The dreaded phone call came.
I was sitting at my computer working, but taking pause to savor my stunning yellow, orange and red hibiscus, blooming in all its Puerto Vallarta glory. But peaceful calm was soon shattered. My best friend since childhood, Cheryl Satterfield Nash, called. Her beloved sister, Bonnie Satterfield Baker, had passed away.
Gritted teeth, tearful gulps of sorrow erupted.
Bonnie, eight years older, had been my big sister, too. I grew up a couple houses down from Cheryl and Bonnie. Popular Bonnie was always patient and kind to us younger brats. We were loud and obnoxious, but Bonnie drove us around in her parents’ sleek tan and cream-colored ’55 Chevy. She let us look down the staircase and sneak peeks into her teen parties. Perhaps she never knew Cheryl and I raided her snacks before her guests arrived with their 45’s ready to take a spin on the record player. She made the best French onion chip dip and always had big bowls of M and M’s. We dipped our mitts into them all too frequently. Yummy years.
Bonnie was a “card”.

★ ★ ★

> **Problem A**
In the memoir about Bonnie, what two snacks did Bonnie serve at her teen parties?
> **Problem B**
Carry the memoir about Bonnie forward, beginning right after "Bonnie was a 'card'."
These records were drawn from a separate source and have no connection to the memoir above.

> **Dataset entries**
★ ★ ★

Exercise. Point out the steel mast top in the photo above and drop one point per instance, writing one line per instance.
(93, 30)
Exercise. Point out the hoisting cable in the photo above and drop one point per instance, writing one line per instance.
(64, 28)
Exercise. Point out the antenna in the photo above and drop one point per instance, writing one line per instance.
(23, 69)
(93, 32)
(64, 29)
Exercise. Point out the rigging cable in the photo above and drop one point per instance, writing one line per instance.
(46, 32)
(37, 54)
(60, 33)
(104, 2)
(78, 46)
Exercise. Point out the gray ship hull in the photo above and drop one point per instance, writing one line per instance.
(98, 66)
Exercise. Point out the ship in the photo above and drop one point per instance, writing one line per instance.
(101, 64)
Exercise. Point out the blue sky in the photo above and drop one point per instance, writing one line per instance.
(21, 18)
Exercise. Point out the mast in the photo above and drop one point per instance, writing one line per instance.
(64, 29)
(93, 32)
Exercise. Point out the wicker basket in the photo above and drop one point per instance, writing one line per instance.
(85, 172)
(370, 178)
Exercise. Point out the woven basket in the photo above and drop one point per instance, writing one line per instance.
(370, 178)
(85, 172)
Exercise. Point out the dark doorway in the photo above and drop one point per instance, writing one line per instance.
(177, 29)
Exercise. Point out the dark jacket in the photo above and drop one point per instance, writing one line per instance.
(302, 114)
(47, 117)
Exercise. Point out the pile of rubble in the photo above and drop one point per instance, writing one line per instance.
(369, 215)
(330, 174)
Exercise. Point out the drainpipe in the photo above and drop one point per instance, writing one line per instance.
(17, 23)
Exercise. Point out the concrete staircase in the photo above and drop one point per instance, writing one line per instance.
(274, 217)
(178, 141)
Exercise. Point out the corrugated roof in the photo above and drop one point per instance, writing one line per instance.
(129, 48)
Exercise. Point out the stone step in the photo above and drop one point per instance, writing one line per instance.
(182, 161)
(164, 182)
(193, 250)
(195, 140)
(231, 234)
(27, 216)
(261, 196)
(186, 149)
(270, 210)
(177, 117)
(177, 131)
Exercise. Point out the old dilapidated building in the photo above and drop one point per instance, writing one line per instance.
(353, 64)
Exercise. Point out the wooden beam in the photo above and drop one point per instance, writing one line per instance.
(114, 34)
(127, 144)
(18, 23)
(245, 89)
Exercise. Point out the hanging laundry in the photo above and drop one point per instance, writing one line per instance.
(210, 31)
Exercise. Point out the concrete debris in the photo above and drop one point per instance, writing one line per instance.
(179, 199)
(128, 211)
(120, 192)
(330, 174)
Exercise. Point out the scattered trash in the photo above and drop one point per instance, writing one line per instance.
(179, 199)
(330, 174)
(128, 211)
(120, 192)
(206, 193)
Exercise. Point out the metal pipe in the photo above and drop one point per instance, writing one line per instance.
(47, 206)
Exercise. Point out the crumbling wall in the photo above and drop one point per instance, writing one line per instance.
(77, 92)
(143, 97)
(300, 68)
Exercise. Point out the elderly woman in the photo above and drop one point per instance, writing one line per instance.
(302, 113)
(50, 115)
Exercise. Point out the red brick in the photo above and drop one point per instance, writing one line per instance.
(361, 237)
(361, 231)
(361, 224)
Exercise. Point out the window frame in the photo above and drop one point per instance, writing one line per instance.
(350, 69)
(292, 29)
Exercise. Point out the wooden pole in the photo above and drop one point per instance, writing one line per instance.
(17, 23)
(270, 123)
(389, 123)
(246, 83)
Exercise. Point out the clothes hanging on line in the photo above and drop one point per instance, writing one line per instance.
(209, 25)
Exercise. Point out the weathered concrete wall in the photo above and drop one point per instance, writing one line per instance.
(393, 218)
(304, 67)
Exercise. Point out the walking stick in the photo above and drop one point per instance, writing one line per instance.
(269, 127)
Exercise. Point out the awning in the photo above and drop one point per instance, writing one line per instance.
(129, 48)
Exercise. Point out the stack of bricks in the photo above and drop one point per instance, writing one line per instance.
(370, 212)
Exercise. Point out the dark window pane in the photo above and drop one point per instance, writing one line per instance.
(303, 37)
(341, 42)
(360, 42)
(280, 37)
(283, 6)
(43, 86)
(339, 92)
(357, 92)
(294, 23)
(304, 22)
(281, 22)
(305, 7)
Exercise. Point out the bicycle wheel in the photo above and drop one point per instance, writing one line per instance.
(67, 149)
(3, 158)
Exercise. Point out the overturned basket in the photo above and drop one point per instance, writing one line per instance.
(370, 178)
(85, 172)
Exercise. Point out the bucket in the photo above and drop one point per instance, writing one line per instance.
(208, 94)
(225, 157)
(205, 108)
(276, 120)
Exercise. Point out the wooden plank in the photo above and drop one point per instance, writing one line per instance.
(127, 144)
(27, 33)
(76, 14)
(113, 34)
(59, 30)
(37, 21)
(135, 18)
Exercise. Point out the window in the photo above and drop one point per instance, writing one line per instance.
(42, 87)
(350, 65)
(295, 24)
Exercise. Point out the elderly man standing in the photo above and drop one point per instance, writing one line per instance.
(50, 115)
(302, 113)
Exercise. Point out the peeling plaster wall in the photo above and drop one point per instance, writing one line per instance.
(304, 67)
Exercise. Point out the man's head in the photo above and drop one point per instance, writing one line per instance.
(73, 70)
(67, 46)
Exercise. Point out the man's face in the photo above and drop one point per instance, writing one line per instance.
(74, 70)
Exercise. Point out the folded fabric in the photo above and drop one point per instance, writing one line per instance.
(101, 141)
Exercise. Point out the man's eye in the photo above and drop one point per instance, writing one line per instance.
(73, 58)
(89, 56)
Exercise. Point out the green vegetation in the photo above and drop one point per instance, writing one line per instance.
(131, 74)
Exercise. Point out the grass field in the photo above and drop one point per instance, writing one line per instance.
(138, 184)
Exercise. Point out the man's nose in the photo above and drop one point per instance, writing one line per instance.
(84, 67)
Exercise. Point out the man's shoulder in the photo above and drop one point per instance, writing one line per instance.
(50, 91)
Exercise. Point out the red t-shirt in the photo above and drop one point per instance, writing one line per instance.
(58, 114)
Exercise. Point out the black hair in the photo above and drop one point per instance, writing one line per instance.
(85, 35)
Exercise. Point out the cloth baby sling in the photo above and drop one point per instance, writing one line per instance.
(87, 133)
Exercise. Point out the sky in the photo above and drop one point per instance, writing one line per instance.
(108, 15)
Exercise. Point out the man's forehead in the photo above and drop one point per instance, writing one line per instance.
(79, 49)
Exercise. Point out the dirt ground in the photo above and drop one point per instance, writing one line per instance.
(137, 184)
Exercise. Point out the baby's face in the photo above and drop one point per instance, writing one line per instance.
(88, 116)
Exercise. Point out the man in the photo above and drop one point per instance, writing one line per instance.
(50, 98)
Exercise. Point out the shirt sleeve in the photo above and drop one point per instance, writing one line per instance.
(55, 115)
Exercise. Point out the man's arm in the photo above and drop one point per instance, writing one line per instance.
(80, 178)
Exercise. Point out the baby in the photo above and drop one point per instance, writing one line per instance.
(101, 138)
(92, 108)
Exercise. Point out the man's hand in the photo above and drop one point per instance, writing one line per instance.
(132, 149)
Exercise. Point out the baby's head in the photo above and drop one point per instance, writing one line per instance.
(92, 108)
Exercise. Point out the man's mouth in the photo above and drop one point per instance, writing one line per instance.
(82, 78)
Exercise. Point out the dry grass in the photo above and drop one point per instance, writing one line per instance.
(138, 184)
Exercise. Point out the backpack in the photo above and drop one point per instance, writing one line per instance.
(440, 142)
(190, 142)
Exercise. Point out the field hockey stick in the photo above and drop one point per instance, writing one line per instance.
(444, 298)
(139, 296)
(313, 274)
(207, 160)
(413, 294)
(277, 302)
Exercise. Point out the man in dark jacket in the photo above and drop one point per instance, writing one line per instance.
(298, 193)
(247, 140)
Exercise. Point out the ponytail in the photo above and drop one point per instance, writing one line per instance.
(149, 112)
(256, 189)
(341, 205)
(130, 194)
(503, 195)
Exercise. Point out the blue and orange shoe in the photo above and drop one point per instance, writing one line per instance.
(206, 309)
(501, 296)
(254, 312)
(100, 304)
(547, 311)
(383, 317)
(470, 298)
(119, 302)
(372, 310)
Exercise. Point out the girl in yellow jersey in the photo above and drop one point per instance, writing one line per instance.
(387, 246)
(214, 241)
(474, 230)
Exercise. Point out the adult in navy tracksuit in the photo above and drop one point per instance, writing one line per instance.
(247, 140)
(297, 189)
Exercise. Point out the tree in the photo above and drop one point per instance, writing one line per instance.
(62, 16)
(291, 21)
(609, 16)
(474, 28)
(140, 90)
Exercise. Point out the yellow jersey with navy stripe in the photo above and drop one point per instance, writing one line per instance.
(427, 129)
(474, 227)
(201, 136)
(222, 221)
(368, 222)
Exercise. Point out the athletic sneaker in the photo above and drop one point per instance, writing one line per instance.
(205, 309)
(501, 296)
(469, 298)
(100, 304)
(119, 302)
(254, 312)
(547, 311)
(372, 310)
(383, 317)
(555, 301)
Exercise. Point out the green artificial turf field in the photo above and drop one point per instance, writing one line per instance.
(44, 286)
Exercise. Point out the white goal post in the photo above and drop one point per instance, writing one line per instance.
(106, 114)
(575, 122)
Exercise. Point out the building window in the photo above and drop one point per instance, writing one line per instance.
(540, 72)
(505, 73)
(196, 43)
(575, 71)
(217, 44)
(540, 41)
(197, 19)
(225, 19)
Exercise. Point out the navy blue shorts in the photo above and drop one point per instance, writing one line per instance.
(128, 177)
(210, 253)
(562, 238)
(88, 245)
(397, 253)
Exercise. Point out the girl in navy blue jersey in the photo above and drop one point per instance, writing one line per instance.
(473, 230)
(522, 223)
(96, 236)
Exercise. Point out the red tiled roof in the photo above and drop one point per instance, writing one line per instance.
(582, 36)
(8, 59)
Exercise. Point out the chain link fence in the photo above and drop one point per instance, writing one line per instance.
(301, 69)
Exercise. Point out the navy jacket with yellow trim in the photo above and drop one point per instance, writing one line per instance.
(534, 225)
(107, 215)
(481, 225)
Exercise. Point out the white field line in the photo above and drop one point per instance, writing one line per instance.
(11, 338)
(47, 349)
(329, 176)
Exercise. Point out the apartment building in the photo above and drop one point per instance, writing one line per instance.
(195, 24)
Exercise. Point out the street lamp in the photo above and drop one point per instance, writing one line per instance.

★ ★ ★

> **Answer A**
French onion chip dip and big bowls of M and M's.

> **Answer B**
Witty, cool, and ever the one for a great joke, her antics were always a gleeful show-stopper. “Generosity” was her middle name. All those years my mom needed live-in care, Bonnie would visit with Cheryl and Bob and their super kids, Shelby and Josh. Lucky Mom was a part of the Bonnie/Cheryl clan. One of Mom’s favorite meal memories was eating Bonnie’s mac and cheese with a chunk of tasty ham for good measure.
I remember one Easter Mom was invited to Cheryl’s for dinner. Mom had never taken part in an Easter egg hunt. A tad bit reticent with not a competitive bone in her body, Mom sat watching. Eyeing this passivity, Bonnie grabbed Mom’s arm, put an Easter basket in her hand, and off they galloped. Something tells me Bonnie had planted those eggs or at least knew the Easter Bunny up close and personally. Soon, Mom’s basket spilled over with colored egg delight…and I believe the winning egg count, too! That was Bonnie, thoughtful, empathetic, and fun.
A few days prior to her passing, brave Bonnie decided to go off dialysis.
Her poor body was worn out from several incapacitating diseases paired with a rare disease, Wegener’s, that had taken her to her knees for years. For many weeks, she had been flat on her back in excruciating pain. She knew the consequence of her decision, and she even rallied those last few days. We all thought she had several weeks of life, but she and her maker had other plans.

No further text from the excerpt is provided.